---------- QUOTED TEXT ----------

I suspect he has his own views, but here is my quick answer before seeing his: We have several factors that seriously pull down aggregate demand in the U.S. relative to where it otherwise would be. We need to address them.

Here, I just list them:

  1. The serious maldistribution of income in the U.S. is a problem. The rich hoard and invest in secondary financial markets if they can't find original investment opportunities. Those with incomes over about $85,000 a year get about half of all U.S. income. The top 1/10 of one percent get six percent of all U.S. income. Unfortunately, the rich now have too much of the income of the U.S. and they spend proportionally less of it on consumption than others so aggregate demand falls.
  2. The high and rising productivity of the manufacturing sector and the offshore placement of work and jobs means that many more are unemployed or underemployed who were once in manufacturing because other sectors of the economy cannot fully absorb them. They spend less on consumption than before and aggregate demand falls.
  3. The on-going trade deficits mean Americans spend part of their disposable income on foreign goods. To the extent they cannot buffer that impact on their pocketbooks by debt, this reduces their demand for American goods and aggregate demand.
  4. Aggregate demand is also reduced by the wealth effect as the value of people's wealth and homes have dropped.
  5. As people decide that they need to save more and spend less to pay off or down their debt, that money is directed away from immediate consumption and aggregate demand again falls.

---------- STORED RECORDS ----------

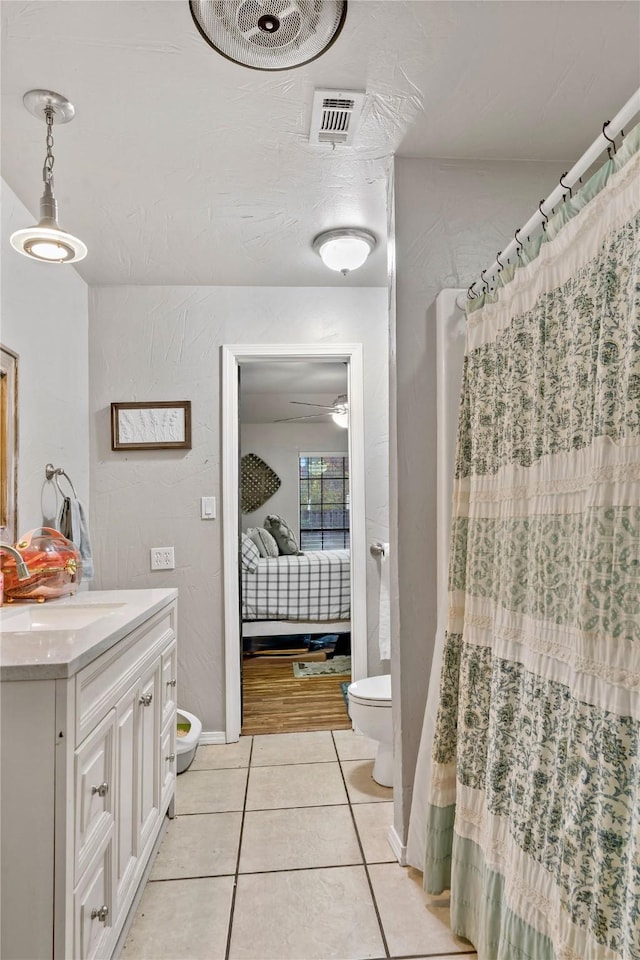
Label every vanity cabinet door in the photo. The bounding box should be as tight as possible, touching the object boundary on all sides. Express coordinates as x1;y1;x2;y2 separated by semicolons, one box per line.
113;681;140;917
74;830;115;960
160;714;178;810
75;710;115;880
162;640;178;725
136;658;162;856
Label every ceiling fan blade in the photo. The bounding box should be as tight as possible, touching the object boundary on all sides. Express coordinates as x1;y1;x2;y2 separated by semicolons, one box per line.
273;410;330;423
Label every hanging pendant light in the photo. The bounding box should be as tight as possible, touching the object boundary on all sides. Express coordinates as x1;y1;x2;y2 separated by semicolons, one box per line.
11;90;87;263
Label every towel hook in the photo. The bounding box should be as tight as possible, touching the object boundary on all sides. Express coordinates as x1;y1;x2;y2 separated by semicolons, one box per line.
44;463;78;498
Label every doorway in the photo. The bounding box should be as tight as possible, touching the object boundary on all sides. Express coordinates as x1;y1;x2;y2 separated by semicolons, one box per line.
222;344;367;742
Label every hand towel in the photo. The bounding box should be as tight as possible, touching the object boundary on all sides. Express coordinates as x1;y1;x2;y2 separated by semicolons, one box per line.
58;497;93;582
378;543;391;660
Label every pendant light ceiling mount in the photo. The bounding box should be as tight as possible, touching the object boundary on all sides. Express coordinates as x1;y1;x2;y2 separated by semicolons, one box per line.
22;90;76;123
11;90;87;263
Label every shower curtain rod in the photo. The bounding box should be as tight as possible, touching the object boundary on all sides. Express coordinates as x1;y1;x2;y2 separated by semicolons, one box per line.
467;89;640;300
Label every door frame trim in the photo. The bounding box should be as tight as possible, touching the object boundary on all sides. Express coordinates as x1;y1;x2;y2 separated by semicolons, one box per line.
221;343;367;743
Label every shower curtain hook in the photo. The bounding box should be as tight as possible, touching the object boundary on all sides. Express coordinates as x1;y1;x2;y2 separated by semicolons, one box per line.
602;120;618;160
560;170;573;203
538;197;549;231
514;227;523;256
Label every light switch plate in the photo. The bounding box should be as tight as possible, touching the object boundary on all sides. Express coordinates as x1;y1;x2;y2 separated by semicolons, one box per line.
151;547;176;570
200;497;216;520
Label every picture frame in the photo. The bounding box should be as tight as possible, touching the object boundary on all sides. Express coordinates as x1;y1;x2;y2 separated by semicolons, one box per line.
111;400;191;450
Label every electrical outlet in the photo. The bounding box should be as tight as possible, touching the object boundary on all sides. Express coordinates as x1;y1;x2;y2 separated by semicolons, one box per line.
151;547;176;570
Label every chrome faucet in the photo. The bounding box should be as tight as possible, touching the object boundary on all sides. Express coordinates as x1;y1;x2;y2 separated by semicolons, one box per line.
0;543;31;580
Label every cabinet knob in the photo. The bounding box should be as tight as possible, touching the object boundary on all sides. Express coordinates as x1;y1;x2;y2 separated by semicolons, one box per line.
91;903;109;923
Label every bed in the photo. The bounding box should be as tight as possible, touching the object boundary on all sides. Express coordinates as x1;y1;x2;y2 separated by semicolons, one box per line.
242;550;351;637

----------

== REQUIRED TASKS ==
**a)** Which factors does the aggregate demand text list as pulling down U.S. aggregate demand?
**b)** Could you write the next part of the aggregate demand text, picking up after its fifth point?
These records are separate material and have no connection to the aggregate demand text.

== RESPONSES BY TASK ==
**a)**
1. The serious maldistribution of income, with the rich getting too much of U.S. income and spending proportionally less of it on consumption.
2. The high and rising productivity of manufacturing and the offshore placement of work and jobs, which leave many former manufacturing workers unemployed or underemployed.
3. The ongoing trade deficits, which send part of Americans' disposable income to foreign goods.
4. The wealth effect, as the value of people's wealth and homes has dropped.
5. People saving more and spending less to pay off or pay down their debt.

**b)**
  6. To the extent there is rising unemployment and underemployment due to the Great Recession, which has arisen much more out of imbalances in stock variables, rather than flow variables per se, consumption and relative aggregate demand drop.

We need to address these problems directly and fix them. Simply engaging in deficit spending to pump aggregate demand is not going to do the trick because (1) it is expensive, sooner or later, and creates problems with stock variables and balance sheets, and (2) the impact on aggregate demand is transitory; there is a bump up and then aggregate demand largely falls back to where it would have been or close to it.

Deficit spending is no remedy in this kind of situation. It can be if there is a dip in aggregate demand from which we know a recovery will soon follow and we are simply trying to bridge the gap, but that is not our situation now. We are looking off the edges of a cliff.

America has no industrial policy, no serious trade policy and no notion even of an incomes policy. Our leadership is simply out to lunch on these scores, as economists squabble with one another over too much that really does not matter.

We need to formulate the policies we lack and focus on the issues I identify here, so as to fix them or develop mitigating solutions.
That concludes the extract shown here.